Starting at the line containing "[trace] blue jeans -> outlines" and ending at the final line of the records, arrange those lines as a numbered list, skipping blank lines and leaving out the pictures.

[START OF PROVIDED MATERIAL]

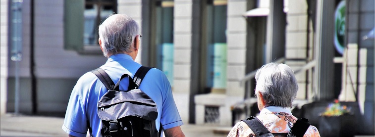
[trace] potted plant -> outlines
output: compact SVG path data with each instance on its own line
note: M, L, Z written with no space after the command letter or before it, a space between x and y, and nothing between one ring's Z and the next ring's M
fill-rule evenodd
M320 114L318 130L322 137L352 137L356 133L355 122L351 108L335 99Z

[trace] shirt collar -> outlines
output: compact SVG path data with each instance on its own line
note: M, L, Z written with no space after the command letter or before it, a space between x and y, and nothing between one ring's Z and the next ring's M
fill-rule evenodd
M292 112L290 111L290 109L287 108L273 106L268 106L263 108L263 109L261 111L260 114L272 112L282 112L292 115Z
M108 58L107 62L123 59L130 60L132 61L133 60L133 58L129 55L126 54L116 54L109 56L109 57Z

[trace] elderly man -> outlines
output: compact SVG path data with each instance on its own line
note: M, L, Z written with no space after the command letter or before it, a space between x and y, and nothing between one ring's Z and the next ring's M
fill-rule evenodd
M141 66L134 61L142 37L137 23L125 14L114 14L99 26L99 33L101 48L108 58L100 68L115 83L125 73L133 77ZM128 81L121 82L120 90L121 87L128 87ZM157 69L151 69L142 83L139 89L157 105L157 130L163 130L166 137L185 137L180 128L183 123L170 85L164 73ZM107 91L92 73L86 73L78 80L72 91L62 126L62 129L69 137L86 137L88 129L93 137L104 136L101 134L102 124L97 106L98 100Z
M321 137L317 128L309 124L298 124L296 129L293 128L297 118L292 115L288 108L292 107L298 85L294 72L289 66L276 63L263 65L257 71L255 80L255 94L260 114L256 118L251 117L237 123L228 135L228 137L258 137L262 134L286 137L291 130L297 131L293 132L297 137ZM302 127L305 129L298 129Z

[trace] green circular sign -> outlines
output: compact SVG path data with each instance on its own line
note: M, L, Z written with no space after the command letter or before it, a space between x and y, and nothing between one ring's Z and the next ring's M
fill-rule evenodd
M334 45L336 50L342 54L345 35L345 1L338 3L335 12Z

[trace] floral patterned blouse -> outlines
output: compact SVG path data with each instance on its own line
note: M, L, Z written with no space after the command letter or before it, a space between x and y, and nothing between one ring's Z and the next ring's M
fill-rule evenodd
M264 125L272 133L289 133L297 118L290 110L281 107L268 106L262 110L257 116ZM236 124L228 135L228 137L256 137L245 122ZM316 127L310 126L304 137L321 137Z

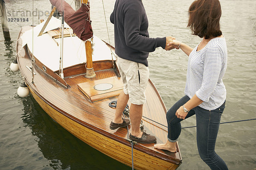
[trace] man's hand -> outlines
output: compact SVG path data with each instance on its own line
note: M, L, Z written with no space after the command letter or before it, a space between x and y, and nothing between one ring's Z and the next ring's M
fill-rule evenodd
M180 44L181 42L177 41L176 40L172 40L172 41L170 42L166 46L167 47L167 48L168 48L168 47L170 47L170 48L176 48L177 49L180 49L179 48L178 48L178 47L179 46L179 45Z
M165 48L165 50L167 51L169 51L175 48L174 45L169 45L170 42L172 42L172 41L175 40L176 40L176 39L173 37L166 37L166 48Z

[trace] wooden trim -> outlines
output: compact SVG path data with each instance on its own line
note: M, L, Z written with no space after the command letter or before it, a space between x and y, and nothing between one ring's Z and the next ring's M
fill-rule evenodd
M159 98L159 99L161 101L161 103L162 103L162 105L163 105L163 107L164 108L164 110L165 110L166 113L167 113L167 110L166 109L166 107L165 105L164 104L164 103L163 102L163 101L162 97L161 97L161 96L160 96L160 94L159 94L159 92L158 92L158 91L157 91L157 89L156 88L156 86L155 86L154 85L154 84L153 82L152 82L152 81L151 81L151 80L150 79L148 79L148 81L149 82L149 83L150 83L150 84L151 84L152 86L153 87L155 91L157 92L157 96L158 96L158 97Z
M32 57L31 57L32 56L32 54L29 49L27 45L26 45L23 48L26 48L26 49L29 56L30 59L32 60ZM49 76L50 77L52 77L57 82L58 82L59 83L61 84L66 88L68 88L67 84L67 82L66 82L65 80L64 80L60 76L59 76L58 75L55 73L54 72L53 72L53 71L52 71L52 70L51 70L45 65L44 65L44 64L43 64L42 63L41 63L39 60L38 60L38 59L35 57L35 56L34 56L34 58L35 59L35 62L34 63L35 65L37 66L37 67L38 68L40 69L43 71L43 72L45 73L45 74L48 74ZM46 71L44 71L44 67L46 68Z

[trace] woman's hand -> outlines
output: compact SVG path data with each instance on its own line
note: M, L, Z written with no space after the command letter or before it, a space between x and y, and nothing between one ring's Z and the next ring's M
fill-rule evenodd
M183 106L181 106L179 108L175 115L177 116L177 118L184 119L186 116L188 114L188 112L185 112L183 109Z
M174 48L179 49L180 48L178 47L181 42L177 41L176 40L172 40L167 44L167 46L172 46Z

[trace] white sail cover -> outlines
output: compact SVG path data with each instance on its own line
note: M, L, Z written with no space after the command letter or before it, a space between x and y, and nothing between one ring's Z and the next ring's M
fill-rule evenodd
M59 69L61 38L53 38L47 32L59 28L61 20L54 17L52 17L44 31L45 34L38 37L45 22L45 21L34 27L33 31L32 29L26 31L20 38L22 40L23 46L27 44L29 50L31 52L33 51L34 56L38 60L55 71ZM64 23L64 28L70 27ZM32 32L34 32L33 41ZM72 33L73 32L70 33ZM110 49L103 41L94 36L93 43L93 61L112 60ZM63 47L64 68L86 62L84 42L77 37L73 36L64 37ZM113 59L115 60L115 57Z

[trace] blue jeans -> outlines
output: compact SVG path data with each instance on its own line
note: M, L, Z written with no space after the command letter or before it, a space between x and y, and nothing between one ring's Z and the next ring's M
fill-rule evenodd
M177 110L190 98L185 96L168 110L166 119L168 125L168 140L176 142L181 131L180 122L183 119L175 115ZM223 160L215 153L215 143L219 129L221 116L225 108L225 102L219 108L209 110L199 106L188 113L185 119L195 114L198 149L201 159L212 170L228 170Z

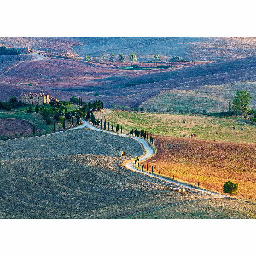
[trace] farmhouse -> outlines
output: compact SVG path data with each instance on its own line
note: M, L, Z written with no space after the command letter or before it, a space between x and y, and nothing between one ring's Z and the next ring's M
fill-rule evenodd
M44 92L22 93L20 96L20 100L23 103L31 105L49 104L50 102L49 95L44 94Z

[END OF PROVIDED MATERIAL]

• _ANSWER IN FULL_
1. [trace] blue jeans -> outlines
2. output: compact SVG path data with each instance on its own line
3. note: M, L, Z written with no space after the command letter or before it, a space between x and y, and nothing between one ring's Z and the next ring's M
4. fill-rule evenodd
5. M177 110L190 98L185 96L168 110L166 119L168 125L168 140L176 142L181 131L180 122L183 119L175 115ZM223 160L215 153L215 143L219 129L221 116L225 108L225 102L219 108L209 110L199 106L188 113L185 119L195 114L198 149L201 159L212 170L228 170Z
6. [trace] farmhouse -> outlines
7. output: compact SVG path data with each instance on its own line
8. note: M, L, Z written with no space after the command letter or before it, a space between x and y, and nothing between one ring's Z and the next ring's M
9. fill-rule evenodd
10. M44 92L22 93L20 96L20 100L23 103L31 105L49 104L50 102L49 95L44 94Z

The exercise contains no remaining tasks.